Problems to solve →
a. From the text on images for planning applications, list the kinds of images that make up the package Matthew Ward and Keith Collie supply.
b. Continue the text about images for planning applications from its last sentence.
======== Text passage
Images in support of planning applications
Matthew Ward and Keith Collie have teamed up to supply a complete package of AVR images, Backplate, and HDR panoramas with relevant calculations to support architectural planning applications which use CAD, CGI and image based lighting.

Accurate Visual Representation (AVR)
It is possible to produce wide angle views which cannot be captured as a single image.  When the widest rectilinear lens in existence does not cover the field of view required, it is possible to seamlessly stitch images together.  It is important to know the angle of view for the stitched (or cropped) image. The Computer Generated Imaging (CGI) software needs viewing angle information and this is also required for an AVR statement. Supporting images with an overlay to show standardised angles of view can be supplied. Images are provided confirming the camera height and position along with measurements to relevant mapped points on the ground.
================
======== Data provided
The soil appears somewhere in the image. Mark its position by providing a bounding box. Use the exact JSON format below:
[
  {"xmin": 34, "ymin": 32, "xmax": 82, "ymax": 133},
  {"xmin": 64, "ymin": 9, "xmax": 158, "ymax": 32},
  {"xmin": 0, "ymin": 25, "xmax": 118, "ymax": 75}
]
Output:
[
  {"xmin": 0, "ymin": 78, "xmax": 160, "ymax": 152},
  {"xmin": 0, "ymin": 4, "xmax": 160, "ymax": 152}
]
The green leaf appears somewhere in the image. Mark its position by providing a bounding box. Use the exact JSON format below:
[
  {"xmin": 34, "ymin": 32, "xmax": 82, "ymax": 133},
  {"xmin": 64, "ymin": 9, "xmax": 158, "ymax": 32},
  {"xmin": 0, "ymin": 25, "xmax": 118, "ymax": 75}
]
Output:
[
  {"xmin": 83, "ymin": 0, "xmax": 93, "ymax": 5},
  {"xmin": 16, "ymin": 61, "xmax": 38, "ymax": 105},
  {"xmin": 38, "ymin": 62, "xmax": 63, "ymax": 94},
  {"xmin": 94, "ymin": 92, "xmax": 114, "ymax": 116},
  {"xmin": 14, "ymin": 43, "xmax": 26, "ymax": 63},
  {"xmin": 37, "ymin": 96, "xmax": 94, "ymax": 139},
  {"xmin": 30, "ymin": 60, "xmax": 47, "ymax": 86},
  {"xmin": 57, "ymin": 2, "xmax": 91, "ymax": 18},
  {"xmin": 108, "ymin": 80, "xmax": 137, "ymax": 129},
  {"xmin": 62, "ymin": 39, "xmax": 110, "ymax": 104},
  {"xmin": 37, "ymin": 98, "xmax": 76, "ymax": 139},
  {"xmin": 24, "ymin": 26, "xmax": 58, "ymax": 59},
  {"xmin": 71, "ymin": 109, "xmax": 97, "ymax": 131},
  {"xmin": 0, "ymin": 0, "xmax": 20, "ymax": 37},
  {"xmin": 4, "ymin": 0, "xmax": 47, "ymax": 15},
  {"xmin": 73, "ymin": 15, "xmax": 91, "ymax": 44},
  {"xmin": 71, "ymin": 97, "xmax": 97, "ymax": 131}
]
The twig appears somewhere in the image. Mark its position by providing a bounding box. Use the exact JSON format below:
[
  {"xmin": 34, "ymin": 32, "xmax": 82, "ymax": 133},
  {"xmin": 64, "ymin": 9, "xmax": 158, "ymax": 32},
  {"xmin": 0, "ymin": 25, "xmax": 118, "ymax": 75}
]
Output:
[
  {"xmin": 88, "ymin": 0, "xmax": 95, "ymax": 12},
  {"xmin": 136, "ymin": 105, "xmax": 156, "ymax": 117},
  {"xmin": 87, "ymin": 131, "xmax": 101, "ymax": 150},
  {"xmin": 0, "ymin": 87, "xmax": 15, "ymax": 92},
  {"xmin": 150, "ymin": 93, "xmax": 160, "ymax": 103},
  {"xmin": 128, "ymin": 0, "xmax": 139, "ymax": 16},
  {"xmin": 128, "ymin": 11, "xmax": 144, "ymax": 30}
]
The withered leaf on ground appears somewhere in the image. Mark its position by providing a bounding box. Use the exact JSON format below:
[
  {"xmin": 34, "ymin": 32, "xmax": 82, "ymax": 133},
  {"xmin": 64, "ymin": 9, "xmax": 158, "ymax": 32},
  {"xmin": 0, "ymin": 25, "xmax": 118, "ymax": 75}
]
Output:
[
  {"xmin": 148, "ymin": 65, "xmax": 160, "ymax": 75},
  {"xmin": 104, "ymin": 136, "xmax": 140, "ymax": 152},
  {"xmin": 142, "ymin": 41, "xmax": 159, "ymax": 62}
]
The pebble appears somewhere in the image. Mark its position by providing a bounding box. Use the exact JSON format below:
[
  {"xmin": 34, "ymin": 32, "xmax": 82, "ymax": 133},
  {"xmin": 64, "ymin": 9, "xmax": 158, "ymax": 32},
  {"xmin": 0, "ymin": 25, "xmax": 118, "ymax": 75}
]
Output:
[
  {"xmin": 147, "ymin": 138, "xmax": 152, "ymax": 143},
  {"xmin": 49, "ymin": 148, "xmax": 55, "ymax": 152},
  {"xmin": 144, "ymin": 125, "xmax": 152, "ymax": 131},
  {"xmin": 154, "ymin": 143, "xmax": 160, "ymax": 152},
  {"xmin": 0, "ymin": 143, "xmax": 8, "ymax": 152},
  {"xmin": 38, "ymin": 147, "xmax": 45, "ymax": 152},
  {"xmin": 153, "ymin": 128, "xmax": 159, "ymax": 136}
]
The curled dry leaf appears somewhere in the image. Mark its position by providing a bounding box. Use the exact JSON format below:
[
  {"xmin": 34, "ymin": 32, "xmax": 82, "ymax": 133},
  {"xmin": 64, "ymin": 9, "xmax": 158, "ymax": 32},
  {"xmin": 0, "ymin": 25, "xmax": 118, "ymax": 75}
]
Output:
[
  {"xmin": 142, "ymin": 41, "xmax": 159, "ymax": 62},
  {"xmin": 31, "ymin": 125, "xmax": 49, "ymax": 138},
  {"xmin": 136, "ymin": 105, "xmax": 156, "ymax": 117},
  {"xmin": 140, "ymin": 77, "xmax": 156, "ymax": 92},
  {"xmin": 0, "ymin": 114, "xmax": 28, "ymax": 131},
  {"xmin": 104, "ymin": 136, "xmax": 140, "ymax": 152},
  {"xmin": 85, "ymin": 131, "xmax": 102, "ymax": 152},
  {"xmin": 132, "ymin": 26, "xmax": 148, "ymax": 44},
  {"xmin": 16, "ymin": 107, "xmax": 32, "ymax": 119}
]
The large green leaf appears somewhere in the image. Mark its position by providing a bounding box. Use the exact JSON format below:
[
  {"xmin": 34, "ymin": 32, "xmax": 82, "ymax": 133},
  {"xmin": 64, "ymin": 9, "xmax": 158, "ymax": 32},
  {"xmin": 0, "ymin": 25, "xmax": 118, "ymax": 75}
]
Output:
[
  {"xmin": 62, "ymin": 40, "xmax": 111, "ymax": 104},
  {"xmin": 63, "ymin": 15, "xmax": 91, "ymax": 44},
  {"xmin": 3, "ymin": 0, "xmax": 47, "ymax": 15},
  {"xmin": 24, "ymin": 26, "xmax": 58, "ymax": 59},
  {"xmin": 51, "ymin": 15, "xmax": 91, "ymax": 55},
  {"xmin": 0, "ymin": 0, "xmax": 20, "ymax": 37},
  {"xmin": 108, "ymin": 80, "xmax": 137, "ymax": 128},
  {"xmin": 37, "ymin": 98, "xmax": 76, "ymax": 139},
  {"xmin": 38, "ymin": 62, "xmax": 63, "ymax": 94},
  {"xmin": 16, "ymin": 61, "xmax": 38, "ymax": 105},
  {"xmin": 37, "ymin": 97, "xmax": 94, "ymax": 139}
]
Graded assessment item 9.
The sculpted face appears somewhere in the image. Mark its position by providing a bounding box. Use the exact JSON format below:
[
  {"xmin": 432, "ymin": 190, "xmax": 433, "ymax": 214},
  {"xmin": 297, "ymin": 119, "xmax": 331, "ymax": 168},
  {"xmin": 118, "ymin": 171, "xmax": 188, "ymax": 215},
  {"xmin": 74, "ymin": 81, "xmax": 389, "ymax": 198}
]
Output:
================
The responses →
a. AVR images, Backplate, HDR panoramas

b.
Angle of view calculations Savernack
National Gallery
National Gallery 40 degree view

A backplate is an image of the existing terrain or buildings into which the proposed building can be rendered. High Resolution images are supplied with required information - lens height & offset, distance to subject or relevant mapped points, angle of view and equivalent 35mm camera data (occasionally needed by the CGI software). Surveyors poles and a 1m cube are incorporated in accompanying images allowing the CGI software to accurately construct the virtual camera angle.
Old Fire Station, Chiltern St W1 1 m cube
CGI by Martin Richardson of Bouncing Light Images

High Dynamic Range Images (HDRI) for image based lighting
HDR Environmental lighting maps are 360 by 180 degree panoramic images that capture a ‘map’ of the light illuminating the subject and contain accurate highlight and shadow detail - used by the CGI rendering software to produce ‘photo real’ images from CAD information using a process known as raytracing.
Chiltern St HDR Panorama
The full tonal range of a High Dynamic Range Image cannot be displayed on current computer monitors.  HDR images contain information in the deepest shadows and brightest highlights and when tone mapped into a Low dynamic Range (LDR) image for monitor viewing can appear to have unusual contrast and colour levels.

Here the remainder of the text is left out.